BEGIN

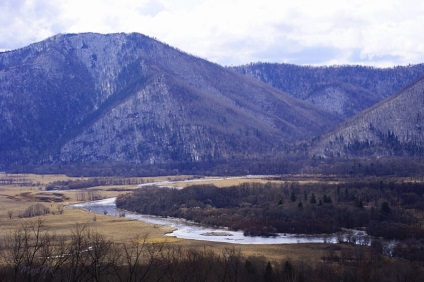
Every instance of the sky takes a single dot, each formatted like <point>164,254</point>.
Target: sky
<point>235,32</point>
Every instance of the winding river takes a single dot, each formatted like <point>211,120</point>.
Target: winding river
<point>189,230</point>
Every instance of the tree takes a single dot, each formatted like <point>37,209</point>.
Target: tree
<point>385,208</point>
<point>313,199</point>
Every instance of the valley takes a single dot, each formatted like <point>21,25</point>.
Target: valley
<point>19,192</point>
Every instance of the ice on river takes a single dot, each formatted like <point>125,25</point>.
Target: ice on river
<point>188,230</point>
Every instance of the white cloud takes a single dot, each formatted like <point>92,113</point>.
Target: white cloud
<point>237,31</point>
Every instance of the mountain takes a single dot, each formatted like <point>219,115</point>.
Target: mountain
<point>130,98</point>
<point>341,90</point>
<point>394,127</point>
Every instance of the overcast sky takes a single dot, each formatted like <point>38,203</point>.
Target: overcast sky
<point>233,32</point>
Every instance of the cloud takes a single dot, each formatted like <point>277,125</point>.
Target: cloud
<point>235,32</point>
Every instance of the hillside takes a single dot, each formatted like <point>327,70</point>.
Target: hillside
<point>129,98</point>
<point>393,127</point>
<point>341,90</point>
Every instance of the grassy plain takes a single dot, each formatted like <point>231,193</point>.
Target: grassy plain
<point>18,192</point>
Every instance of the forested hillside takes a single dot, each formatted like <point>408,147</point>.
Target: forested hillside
<point>342,90</point>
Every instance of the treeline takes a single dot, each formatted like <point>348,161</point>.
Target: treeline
<point>387,209</point>
<point>31,253</point>
<point>295,162</point>
<point>92,182</point>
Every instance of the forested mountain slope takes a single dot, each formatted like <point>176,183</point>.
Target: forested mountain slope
<point>393,127</point>
<point>129,98</point>
<point>341,90</point>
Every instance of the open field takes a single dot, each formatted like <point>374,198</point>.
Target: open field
<point>28,190</point>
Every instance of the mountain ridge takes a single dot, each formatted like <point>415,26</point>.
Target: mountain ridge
<point>126,97</point>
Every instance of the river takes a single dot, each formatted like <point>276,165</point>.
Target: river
<point>189,230</point>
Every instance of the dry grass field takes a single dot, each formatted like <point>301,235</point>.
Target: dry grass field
<point>26,190</point>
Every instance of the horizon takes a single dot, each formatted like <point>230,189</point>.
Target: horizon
<point>230,33</point>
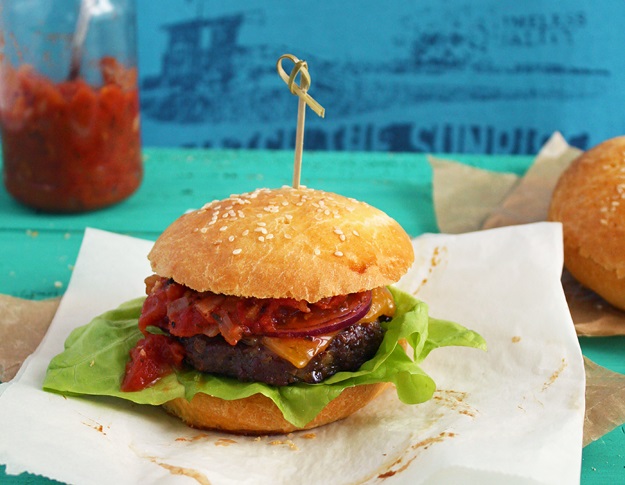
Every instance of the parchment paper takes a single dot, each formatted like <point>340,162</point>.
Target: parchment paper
<point>513,414</point>
<point>462,204</point>
<point>526,201</point>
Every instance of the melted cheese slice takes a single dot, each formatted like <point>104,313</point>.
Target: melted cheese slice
<point>299,351</point>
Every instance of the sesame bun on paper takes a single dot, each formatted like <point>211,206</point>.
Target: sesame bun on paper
<point>589,201</point>
<point>300,244</point>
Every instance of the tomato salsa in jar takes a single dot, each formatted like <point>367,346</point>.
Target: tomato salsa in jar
<point>70,143</point>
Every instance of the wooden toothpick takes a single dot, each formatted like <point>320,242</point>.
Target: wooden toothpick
<point>301,90</point>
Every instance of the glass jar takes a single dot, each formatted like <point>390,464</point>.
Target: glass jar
<point>70,128</point>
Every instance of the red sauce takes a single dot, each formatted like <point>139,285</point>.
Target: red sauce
<point>184,312</point>
<point>67,146</point>
<point>153,357</point>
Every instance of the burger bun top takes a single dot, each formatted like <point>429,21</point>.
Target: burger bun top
<point>299,243</point>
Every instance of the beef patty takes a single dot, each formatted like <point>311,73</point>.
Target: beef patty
<point>249,360</point>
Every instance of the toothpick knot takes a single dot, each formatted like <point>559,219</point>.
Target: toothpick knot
<point>301,90</point>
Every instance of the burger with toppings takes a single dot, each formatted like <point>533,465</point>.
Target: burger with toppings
<point>269,312</point>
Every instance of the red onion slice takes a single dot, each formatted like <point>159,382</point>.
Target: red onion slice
<point>323,322</point>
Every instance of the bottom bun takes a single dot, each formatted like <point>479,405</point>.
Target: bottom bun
<point>601,280</point>
<point>258,414</point>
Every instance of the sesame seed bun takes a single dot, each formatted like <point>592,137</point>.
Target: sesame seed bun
<point>284,243</point>
<point>589,201</point>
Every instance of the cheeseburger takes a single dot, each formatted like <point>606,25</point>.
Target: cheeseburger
<point>267,312</point>
<point>278,287</point>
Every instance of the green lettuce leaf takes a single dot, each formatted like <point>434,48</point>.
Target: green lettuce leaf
<point>95,356</point>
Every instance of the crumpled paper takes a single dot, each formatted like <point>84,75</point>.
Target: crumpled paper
<point>513,414</point>
<point>23,325</point>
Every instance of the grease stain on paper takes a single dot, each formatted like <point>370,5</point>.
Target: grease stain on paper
<point>455,401</point>
<point>435,260</point>
<point>410,454</point>
<point>178,470</point>
<point>554,377</point>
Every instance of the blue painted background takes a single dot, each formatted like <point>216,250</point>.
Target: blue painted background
<point>463,76</point>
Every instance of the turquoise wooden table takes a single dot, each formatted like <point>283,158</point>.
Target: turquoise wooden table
<point>38,250</point>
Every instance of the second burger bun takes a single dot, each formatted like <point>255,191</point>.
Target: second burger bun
<point>589,201</point>
<point>284,243</point>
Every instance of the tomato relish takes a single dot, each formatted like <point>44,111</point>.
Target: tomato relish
<point>183,312</point>
<point>67,146</point>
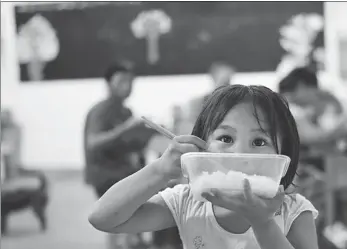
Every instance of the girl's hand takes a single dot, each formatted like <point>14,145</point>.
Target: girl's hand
<point>170,161</point>
<point>253,208</point>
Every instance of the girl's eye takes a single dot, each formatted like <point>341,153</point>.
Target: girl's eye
<point>259,142</point>
<point>225,139</point>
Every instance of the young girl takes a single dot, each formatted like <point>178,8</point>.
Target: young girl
<point>235,119</point>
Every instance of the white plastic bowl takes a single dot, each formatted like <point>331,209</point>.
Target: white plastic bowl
<point>227,171</point>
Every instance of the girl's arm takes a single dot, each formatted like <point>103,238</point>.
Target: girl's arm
<point>302,234</point>
<point>127,207</point>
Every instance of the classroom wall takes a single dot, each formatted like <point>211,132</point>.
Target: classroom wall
<point>52,113</point>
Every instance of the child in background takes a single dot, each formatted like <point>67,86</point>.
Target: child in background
<point>234,119</point>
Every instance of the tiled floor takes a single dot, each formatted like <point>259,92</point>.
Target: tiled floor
<point>68,227</point>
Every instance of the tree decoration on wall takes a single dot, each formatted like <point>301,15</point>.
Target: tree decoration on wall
<point>297,38</point>
<point>151,25</point>
<point>37,44</point>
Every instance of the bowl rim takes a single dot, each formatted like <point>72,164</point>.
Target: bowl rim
<point>239,155</point>
<point>246,155</point>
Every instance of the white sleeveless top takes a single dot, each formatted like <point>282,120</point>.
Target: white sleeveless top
<point>199,229</point>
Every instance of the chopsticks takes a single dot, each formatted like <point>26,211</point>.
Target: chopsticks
<point>159,128</point>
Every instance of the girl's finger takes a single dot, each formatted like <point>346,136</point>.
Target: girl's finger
<point>280,194</point>
<point>247,190</point>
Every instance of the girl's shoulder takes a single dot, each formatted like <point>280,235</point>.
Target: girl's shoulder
<point>293,206</point>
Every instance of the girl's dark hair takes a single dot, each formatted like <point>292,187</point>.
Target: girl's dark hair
<point>276,111</point>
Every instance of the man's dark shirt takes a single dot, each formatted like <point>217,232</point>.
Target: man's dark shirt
<point>118,159</point>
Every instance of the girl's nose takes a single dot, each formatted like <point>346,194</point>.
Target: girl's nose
<point>240,148</point>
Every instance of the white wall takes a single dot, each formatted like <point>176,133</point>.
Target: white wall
<point>52,113</point>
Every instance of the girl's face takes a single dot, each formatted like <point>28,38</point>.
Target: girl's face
<point>239,132</point>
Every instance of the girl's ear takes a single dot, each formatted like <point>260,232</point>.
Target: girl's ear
<point>285,169</point>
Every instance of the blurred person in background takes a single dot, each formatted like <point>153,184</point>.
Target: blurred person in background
<point>221,74</point>
<point>322,123</point>
<point>320,116</point>
<point>114,141</point>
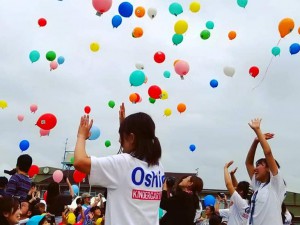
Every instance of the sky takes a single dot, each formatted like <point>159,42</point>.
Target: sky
<point>216,119</point>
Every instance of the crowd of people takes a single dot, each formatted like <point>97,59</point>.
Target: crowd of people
<point>137,189</point>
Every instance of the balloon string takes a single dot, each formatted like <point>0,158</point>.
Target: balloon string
<point>265,74</point>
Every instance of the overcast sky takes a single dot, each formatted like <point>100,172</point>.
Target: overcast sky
<point>216,119</point>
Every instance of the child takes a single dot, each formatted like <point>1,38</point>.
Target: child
<point>19,184</point>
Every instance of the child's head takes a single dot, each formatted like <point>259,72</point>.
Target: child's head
<point>137,137</point>
<point>24,163</point>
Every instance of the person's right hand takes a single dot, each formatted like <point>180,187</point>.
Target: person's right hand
<point>267,136</point>
<point>122,113</point>
<point>84,127</point>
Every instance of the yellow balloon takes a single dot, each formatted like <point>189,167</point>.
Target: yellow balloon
<point>195,7</point>
<point>164,95</point>
<point>94,47</point>
<point>168,112</point>
<point>3,104</point>
<point>180,27</point>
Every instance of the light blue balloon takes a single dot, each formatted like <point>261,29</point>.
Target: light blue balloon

END

## What the task requires
Please copy out each line of the data in which the word "light" occurs.

## Answer for the task
Every instance of the light blue balloon takes a single dot, each formatted like <point>261,29</point>.
Target: light blue balloon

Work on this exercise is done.